## [Extracted entries]
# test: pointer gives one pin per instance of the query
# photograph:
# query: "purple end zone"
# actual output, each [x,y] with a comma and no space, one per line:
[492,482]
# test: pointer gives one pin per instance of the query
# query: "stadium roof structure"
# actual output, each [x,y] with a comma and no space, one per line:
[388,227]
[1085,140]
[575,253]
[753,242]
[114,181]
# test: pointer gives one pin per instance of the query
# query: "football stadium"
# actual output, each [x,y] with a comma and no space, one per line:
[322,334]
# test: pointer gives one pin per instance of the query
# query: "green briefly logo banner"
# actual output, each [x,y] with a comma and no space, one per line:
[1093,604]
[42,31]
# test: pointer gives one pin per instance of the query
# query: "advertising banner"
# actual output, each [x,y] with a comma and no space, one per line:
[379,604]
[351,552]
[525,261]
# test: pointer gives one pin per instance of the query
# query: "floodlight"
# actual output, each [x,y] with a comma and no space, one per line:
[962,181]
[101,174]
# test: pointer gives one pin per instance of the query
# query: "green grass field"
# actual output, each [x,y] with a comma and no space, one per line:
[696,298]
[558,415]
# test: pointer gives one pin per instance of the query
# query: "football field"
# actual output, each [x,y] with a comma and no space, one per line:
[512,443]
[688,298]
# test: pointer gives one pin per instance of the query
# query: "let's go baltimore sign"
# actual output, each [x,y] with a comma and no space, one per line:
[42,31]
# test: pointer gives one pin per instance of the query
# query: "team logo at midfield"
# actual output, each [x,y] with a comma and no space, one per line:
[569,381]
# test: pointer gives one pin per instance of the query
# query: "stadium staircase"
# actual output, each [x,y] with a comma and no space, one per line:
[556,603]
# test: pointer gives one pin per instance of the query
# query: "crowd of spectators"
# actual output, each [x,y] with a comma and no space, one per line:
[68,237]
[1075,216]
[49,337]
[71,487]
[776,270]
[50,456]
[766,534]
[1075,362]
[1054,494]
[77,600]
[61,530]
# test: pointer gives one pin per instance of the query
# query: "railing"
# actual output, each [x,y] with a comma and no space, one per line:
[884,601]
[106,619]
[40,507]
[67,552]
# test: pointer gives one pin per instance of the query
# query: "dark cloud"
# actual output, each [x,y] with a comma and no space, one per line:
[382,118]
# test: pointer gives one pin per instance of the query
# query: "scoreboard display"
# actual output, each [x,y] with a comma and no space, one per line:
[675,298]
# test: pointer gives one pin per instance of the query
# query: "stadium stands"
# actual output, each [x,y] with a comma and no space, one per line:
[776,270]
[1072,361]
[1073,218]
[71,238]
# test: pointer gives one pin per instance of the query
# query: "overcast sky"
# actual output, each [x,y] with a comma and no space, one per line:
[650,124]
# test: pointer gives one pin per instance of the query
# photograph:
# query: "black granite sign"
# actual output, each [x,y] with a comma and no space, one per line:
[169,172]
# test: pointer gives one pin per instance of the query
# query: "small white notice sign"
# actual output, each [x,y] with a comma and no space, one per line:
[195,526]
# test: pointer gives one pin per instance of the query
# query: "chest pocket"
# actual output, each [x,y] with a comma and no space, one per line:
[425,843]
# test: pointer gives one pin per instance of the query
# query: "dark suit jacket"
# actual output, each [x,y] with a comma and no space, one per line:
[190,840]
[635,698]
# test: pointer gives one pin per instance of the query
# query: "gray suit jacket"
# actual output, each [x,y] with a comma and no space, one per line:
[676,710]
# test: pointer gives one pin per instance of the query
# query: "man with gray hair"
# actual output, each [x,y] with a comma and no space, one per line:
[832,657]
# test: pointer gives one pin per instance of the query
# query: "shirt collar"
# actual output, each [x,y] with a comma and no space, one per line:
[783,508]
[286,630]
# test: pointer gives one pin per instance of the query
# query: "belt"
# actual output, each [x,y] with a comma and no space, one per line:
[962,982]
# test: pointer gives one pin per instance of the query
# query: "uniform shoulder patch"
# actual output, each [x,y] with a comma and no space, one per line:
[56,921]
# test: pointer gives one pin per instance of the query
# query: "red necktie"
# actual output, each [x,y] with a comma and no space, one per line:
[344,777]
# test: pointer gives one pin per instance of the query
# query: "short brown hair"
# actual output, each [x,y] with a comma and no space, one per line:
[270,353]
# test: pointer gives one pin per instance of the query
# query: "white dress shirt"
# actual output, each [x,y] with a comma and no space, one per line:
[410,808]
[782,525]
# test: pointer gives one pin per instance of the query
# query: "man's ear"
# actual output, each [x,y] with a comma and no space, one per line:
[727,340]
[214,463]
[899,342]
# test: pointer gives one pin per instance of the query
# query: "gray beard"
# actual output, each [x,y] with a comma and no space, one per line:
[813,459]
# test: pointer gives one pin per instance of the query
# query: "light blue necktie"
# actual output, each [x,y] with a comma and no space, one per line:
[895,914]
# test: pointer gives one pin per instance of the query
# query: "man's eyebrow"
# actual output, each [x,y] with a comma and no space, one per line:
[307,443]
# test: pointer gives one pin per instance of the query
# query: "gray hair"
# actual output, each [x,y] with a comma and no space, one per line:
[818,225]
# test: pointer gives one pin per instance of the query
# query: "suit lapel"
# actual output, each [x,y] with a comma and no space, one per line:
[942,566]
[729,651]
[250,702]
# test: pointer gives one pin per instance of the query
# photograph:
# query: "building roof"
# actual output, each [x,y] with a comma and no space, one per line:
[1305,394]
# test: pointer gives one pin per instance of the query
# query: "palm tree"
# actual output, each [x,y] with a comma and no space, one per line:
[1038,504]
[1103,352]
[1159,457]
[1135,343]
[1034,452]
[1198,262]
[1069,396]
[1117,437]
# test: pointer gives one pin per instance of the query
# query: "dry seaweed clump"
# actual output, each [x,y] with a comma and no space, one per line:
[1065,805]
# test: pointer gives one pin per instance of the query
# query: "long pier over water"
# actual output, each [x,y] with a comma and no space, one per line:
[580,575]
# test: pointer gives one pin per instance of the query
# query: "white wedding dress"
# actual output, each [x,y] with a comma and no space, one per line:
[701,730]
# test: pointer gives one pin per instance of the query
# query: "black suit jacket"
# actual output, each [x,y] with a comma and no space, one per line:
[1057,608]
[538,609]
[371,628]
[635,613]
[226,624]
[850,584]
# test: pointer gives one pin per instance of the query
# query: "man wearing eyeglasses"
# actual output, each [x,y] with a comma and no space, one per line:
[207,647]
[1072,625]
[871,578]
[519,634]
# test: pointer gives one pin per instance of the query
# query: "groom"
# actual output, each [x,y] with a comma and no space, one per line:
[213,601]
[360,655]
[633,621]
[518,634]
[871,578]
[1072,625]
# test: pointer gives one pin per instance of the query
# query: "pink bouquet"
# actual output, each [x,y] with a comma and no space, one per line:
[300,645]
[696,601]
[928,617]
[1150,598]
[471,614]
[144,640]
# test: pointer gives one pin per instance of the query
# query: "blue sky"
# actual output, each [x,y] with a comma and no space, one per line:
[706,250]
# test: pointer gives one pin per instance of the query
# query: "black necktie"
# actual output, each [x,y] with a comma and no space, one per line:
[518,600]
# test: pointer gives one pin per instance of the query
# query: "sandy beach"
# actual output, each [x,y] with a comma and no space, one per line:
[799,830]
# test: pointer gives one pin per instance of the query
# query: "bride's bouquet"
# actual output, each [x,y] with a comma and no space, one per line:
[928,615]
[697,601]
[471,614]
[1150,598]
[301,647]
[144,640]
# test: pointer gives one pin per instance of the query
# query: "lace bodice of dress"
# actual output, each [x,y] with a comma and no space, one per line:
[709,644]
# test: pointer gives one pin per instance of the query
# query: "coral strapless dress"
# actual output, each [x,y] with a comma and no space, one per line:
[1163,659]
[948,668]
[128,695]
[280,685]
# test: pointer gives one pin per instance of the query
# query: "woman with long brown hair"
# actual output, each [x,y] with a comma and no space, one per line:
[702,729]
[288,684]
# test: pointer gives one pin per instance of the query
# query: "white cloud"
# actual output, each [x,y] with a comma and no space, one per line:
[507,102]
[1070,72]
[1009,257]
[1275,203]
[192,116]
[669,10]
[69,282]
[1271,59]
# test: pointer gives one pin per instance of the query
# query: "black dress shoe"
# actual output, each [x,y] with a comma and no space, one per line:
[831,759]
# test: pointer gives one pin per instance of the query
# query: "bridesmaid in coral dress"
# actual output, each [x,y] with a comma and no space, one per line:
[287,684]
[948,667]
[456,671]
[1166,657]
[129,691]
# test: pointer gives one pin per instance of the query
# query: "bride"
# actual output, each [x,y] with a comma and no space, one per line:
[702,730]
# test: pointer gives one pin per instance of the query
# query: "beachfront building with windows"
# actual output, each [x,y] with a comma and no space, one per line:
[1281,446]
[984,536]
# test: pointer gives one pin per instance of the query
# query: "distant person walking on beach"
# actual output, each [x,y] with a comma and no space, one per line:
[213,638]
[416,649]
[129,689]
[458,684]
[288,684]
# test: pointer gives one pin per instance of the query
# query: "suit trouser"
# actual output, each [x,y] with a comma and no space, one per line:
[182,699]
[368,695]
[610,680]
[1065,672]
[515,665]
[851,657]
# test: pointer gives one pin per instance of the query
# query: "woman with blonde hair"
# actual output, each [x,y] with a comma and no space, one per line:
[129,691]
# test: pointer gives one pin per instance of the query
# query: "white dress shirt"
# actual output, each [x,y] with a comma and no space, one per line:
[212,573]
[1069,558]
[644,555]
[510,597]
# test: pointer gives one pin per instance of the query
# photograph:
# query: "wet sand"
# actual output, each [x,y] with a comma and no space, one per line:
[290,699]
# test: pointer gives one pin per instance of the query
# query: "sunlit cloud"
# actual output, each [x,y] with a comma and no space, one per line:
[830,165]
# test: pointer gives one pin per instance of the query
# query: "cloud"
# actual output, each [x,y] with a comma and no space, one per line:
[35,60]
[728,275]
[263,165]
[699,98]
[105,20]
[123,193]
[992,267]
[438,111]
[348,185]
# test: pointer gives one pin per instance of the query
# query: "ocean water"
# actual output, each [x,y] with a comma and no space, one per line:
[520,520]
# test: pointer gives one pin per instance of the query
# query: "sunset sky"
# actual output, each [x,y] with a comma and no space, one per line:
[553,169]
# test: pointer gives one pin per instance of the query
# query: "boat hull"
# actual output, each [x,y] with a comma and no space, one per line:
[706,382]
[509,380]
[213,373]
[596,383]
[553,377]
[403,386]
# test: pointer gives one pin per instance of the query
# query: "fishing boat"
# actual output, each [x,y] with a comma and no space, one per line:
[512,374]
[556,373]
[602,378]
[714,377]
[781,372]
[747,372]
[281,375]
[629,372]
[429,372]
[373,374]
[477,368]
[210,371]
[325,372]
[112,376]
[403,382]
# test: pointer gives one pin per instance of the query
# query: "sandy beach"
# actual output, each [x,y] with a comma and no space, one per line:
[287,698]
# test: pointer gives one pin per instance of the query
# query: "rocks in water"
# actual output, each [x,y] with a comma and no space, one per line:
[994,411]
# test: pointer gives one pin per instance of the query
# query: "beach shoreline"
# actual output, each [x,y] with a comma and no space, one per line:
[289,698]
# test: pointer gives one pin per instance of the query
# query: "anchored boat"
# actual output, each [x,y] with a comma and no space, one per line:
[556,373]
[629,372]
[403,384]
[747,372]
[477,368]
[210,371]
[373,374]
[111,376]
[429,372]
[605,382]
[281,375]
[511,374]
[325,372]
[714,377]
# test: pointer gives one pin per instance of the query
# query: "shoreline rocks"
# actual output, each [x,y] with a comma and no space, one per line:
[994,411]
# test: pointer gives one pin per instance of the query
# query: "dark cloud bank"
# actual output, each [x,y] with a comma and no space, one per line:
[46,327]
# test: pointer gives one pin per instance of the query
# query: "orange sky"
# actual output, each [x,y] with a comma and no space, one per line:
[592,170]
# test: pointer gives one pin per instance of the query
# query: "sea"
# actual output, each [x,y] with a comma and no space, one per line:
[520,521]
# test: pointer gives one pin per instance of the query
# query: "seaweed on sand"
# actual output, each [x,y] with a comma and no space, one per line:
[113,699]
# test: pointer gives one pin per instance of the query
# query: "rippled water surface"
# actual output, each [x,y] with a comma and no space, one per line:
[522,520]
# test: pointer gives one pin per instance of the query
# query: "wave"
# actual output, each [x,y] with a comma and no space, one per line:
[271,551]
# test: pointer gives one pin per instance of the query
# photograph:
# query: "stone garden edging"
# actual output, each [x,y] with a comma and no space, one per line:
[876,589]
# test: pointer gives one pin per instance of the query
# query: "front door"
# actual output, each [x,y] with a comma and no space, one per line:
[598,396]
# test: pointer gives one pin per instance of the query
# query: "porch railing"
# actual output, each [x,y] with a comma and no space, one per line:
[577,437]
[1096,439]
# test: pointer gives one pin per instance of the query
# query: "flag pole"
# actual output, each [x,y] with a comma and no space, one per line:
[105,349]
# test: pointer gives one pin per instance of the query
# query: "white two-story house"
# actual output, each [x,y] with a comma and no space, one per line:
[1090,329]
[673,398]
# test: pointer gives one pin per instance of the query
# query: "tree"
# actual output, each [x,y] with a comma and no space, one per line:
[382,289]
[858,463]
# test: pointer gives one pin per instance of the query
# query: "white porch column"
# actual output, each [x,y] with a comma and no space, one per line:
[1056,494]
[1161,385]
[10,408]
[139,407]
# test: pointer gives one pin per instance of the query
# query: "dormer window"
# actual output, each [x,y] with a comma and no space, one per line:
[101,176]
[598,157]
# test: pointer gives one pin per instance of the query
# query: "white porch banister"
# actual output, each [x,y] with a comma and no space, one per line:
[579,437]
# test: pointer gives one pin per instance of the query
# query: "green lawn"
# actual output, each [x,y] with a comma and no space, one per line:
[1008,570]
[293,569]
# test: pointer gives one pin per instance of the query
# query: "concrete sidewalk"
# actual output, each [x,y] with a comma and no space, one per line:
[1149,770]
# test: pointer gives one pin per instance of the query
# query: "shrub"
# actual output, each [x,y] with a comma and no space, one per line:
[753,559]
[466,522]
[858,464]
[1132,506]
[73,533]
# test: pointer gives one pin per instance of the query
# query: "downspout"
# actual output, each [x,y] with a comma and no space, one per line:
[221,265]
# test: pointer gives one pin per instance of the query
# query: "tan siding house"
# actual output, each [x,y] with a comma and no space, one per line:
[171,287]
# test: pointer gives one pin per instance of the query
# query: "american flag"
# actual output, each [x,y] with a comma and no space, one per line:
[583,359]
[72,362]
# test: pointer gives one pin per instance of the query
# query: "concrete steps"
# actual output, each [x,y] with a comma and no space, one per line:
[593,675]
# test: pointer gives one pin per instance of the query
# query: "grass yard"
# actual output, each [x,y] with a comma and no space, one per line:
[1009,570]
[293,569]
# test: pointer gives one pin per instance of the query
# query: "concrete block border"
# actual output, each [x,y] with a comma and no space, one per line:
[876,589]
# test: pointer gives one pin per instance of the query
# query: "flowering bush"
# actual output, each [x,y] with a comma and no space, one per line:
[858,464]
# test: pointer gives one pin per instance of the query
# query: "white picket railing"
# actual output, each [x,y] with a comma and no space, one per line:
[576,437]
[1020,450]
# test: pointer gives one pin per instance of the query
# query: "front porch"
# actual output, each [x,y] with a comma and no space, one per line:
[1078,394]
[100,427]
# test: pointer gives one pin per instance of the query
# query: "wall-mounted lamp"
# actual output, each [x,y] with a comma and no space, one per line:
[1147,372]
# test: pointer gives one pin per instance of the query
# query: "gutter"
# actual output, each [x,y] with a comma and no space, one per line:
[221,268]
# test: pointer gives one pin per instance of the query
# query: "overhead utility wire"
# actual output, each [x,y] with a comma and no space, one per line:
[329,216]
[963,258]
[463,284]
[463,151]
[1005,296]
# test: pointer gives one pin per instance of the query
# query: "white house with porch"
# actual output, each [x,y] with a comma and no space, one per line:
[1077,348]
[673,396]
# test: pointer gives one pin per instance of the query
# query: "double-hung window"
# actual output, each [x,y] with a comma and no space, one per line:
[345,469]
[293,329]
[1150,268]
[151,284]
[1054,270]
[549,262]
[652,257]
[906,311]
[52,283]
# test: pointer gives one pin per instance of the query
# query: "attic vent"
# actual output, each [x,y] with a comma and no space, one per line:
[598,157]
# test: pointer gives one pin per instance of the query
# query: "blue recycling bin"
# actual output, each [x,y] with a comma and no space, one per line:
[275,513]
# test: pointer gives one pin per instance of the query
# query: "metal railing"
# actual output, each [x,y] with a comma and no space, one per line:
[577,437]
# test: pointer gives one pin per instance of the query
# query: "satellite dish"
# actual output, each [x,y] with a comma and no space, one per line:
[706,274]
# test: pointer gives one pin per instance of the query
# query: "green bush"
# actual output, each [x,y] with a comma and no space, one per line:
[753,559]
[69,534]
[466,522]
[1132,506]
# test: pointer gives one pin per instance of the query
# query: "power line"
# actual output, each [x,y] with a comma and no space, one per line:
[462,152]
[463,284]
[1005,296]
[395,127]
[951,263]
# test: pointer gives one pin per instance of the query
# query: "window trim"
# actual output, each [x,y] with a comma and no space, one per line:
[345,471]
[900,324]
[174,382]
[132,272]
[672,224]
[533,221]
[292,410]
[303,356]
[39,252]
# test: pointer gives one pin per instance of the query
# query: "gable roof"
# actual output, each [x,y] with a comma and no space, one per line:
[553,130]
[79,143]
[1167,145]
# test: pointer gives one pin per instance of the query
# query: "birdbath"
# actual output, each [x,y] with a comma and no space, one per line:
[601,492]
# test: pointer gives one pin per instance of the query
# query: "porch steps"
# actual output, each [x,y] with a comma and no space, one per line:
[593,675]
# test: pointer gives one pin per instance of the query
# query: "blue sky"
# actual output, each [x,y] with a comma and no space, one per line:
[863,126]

## [Action item]
If a line of the entries contains "seaweed", it counts; say how many such lines there are and give only the number.

## [Reply]
2